L’industrie automobile allemande dans l’impasse
Chaîne de laminage de métaux au laser du groupe Schuler qui, malgré son savoir-faire, n’est pas épargné par la crise du secteur automobile.

L’industrie automobile allemande dans l’impasse

Allemagne/EU/Chine – Les problèmes auxquels est confronté le groupe Volkswagen et qui menacent l’emploi de quelque trente mille personnes, ont déjà des répercussions sur l’ensemble de la chaîne de production automobile allemande. De nombreux sous-traitants ont déjà annoncé des mesures de licenciements voire des fermetures de leurs unités de production. Le pays mondialement connu pour son savoir-faire dans ce secteur semble avoir déjà perdu sa position de leader.

[Données d'annotation de localisation d'objets]
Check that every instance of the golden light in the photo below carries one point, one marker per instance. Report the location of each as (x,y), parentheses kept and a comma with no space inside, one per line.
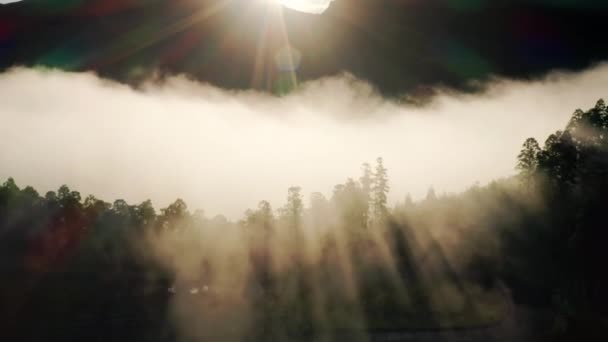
(308,6)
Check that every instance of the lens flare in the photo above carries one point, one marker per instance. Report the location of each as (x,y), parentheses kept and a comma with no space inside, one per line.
(308,6)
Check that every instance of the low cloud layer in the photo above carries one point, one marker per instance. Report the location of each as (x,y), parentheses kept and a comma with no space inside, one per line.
(224,151)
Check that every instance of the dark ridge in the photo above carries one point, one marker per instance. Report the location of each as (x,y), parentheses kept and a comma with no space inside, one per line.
(401,47)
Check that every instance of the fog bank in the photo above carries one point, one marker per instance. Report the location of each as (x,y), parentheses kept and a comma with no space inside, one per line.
(224,151)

## EXERCICES À FAIRE
#1 Recopiez le passage du texte source commençant par « Allemagne/EU/Chine – Les » et allant jusqu'à « position de leader. ».
#2 Dans le texte source, reformulez sous forme de liste le paragraphe qui commence par « Allemagne/EU/Chine – Les problèmes », en conservant ses faits principaux.
#3 D'après le texte source, combien de personnes voient leur emploi menacé par les problèmes du groupe Volkswagen ?
Ces données n'ont aucun rapport avec le texte source.

## RÉPONSES AUX EXERCICES
#1
Allemagne/EU/Chine – Les problèmes auxquels est confronté le groupe Volkswagen et qui menacent l’emploi de quelque trente mille personnes, ont déjà des répercussions sur l’ensemble de la chaîne de production automobile allemande. De nombreux sous-traitants ont déjà annoncé des mesures de licenciements voire des fermetures de leurs unités de production. Le pays mondialement connu pour son savoir-faire dans ce secteur semble avoir déjà perdu sa position de leader.

#2
- Les problèmes du groupe Volkswagen menacent l'emploi d'environ trente mille personnes.
- Ils se répercutent déjà sur toute la chaîne de production automobile allemande.
- De nombreux sous-traitants ont annoncé des licenciements, voire la fermeture d'unités de production.
- L'Allemagne, réputée pour son savoir-faire dans ce secteur, semble avoir déjà perdu sa position de leader.

#3 Quelque trente mille personnes.